• **Compito**:
Continua il testo sulla riforma sanitaria e sul discorso del presidente Obama, partendo subito dopo la sua ultima frase.

• **Testo fornito**:
+ + + + + + +

Il discorso dl presidente Obama dell’altra sera è sembrato rappresentare quella ripartenza di cui ha bisogno la riforma sanitaria. Dopo tutto, anche l’arte di governare ha una sua “curva dell’apprendimento”. Il tentativo iniziale del governo di far approvare dal Congresso prima delle vacanze un corposo e ingombrante disegno di legge era destinato al fallimento. Questa tattica è stata usata anche dall’amministrazione Bush nei suoi ultimi barcollanti giorni prima della catastrofe. Anche quando si ha una ampia maggioranza in entrambe le Camere, è una buona idea cercare di costruire un accordo generale su argomenti così importanti: il presidente Clinton lo scoprì nel suo primo mandato. Speriamo che ora si possa procedere e varare quella riforma di cui il nostro Paese abbisogna, quella riforma a cui in teoria tutti sono impegnati. Questo significa differenziare tra fini e mezzi, così come dare ascolto alle preoccupazioni che emergono dai cittadini sui vari aspetti del dibattito.

+ + + + + + +

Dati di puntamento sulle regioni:
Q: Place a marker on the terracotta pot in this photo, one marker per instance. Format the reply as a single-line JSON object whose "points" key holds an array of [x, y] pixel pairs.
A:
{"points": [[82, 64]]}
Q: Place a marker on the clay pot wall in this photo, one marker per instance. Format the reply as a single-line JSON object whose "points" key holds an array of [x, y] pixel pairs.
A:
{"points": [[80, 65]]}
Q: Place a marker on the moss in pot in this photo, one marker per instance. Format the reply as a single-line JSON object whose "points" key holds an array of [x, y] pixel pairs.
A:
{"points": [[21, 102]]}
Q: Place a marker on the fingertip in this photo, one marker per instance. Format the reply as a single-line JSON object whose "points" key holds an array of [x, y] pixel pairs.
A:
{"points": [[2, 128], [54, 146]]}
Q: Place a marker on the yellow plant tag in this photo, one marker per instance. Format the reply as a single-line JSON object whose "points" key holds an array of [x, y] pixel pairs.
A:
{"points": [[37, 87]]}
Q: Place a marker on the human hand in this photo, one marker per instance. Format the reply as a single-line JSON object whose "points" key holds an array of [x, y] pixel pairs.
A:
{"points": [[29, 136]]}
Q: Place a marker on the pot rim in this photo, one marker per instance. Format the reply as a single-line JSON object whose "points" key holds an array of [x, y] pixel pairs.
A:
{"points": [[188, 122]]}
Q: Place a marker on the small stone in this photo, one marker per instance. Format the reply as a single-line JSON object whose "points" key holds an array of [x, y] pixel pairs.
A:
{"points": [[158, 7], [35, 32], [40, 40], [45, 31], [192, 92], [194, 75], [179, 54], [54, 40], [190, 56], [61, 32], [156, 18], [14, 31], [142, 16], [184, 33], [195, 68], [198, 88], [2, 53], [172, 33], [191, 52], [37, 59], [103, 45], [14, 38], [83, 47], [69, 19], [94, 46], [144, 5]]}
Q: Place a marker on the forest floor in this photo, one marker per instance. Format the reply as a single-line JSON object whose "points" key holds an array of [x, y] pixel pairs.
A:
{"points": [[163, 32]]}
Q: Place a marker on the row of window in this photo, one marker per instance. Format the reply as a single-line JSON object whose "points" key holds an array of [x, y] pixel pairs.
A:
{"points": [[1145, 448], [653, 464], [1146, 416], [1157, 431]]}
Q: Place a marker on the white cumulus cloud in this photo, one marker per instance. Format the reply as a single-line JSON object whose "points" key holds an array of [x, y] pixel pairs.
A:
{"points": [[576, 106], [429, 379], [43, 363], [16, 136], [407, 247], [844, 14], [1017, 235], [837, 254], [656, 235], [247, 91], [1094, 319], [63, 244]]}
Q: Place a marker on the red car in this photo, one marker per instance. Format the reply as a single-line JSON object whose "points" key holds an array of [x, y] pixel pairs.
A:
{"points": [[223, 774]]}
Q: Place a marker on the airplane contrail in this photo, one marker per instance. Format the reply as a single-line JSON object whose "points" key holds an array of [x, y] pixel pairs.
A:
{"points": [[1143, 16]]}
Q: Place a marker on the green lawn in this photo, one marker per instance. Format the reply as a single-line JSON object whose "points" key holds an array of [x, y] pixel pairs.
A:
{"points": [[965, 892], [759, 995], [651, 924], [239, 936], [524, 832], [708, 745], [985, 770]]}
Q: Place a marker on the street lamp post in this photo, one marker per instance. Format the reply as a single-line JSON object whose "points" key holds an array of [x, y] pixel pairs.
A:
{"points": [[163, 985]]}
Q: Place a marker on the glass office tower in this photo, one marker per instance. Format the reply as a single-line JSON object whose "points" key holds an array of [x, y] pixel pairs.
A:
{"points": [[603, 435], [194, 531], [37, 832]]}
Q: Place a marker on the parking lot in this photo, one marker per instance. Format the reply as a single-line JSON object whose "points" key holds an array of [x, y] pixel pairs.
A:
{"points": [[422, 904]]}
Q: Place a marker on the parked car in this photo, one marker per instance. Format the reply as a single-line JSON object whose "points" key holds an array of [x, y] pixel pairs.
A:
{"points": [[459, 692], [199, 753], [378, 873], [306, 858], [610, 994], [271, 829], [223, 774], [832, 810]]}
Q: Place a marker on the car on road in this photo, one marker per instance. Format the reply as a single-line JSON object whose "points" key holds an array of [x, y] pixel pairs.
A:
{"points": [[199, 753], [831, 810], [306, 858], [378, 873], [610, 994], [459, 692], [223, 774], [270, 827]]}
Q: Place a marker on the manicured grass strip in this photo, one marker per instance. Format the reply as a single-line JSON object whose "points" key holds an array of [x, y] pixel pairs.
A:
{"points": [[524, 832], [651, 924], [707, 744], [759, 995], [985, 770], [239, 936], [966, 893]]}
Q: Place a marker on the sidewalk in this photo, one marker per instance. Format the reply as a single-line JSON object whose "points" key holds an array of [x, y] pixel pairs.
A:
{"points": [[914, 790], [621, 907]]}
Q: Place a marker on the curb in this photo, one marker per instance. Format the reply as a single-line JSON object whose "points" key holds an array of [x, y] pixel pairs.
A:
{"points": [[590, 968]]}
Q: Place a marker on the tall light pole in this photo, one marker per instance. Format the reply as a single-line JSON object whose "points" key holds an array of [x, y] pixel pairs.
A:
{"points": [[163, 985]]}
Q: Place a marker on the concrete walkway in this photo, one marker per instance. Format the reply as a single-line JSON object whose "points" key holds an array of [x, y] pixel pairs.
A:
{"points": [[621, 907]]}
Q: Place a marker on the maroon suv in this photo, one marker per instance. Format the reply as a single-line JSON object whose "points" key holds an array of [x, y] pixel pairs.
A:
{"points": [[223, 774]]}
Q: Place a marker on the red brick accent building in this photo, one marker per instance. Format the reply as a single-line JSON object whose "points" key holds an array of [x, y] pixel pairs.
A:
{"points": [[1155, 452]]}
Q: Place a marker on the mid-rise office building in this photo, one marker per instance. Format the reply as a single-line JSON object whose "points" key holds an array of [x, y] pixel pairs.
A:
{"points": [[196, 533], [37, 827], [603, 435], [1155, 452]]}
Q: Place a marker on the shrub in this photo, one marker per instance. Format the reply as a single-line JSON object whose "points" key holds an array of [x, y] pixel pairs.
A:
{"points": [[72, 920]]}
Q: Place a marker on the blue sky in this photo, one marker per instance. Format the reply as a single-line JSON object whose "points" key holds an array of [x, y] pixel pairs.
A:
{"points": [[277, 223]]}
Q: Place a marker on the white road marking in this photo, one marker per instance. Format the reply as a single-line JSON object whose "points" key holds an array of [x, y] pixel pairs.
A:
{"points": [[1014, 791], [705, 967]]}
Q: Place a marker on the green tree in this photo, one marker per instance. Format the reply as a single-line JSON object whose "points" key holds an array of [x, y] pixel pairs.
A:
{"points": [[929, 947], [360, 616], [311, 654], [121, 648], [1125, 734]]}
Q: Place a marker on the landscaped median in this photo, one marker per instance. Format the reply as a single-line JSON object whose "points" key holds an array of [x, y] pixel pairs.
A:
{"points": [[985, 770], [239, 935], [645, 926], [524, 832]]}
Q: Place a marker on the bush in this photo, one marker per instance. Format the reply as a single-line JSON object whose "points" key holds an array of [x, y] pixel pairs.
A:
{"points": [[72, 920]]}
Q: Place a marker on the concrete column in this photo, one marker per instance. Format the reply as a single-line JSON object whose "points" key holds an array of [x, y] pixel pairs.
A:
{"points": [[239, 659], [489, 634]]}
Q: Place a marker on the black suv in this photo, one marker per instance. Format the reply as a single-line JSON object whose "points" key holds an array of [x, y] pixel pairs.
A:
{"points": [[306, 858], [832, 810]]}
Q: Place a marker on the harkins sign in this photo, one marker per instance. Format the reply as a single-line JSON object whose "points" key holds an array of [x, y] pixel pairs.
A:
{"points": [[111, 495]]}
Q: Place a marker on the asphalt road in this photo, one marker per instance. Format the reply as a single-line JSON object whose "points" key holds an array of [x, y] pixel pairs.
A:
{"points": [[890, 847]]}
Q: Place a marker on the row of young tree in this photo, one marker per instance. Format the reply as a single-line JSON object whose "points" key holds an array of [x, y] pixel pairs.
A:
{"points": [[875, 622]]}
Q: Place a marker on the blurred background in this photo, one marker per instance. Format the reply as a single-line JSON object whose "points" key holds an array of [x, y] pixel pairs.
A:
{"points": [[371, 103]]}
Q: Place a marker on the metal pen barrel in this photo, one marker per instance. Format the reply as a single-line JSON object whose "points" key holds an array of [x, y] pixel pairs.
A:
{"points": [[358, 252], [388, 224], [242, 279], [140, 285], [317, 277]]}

+ + + + + + +

• **Esito del compito**:
La Conferenza dei vescovi cattolici degli Stati Uniti ha espresso sui fini da raggiungere una posizione articolata su quattro punti: 1. una politica di assistenza sanitaria realmente universale e rispettosa della vita e della dignità umana; 2. accesso all’assistenza per tutti, con una preoccupazione particolare per i poveri e con l’inclusione degli immigrati irregolari; 3. perseguimento del bene comune e mantenimento del pluralismo, incluse la libertà di coscienza e la diversità di scelte; 4. contenimento dei costi e loro equa distribuzione tra chi li deve sostenere.



Tocca ora al Congresso lavorare ad un compromesso su come raggiungere questi importanti obiettivi. Se il diritto alla salute è un diritto umano, perché non riconoscerlo anche agli immigrati clandestini, almeno per quanto riguarda i servizi medici di base?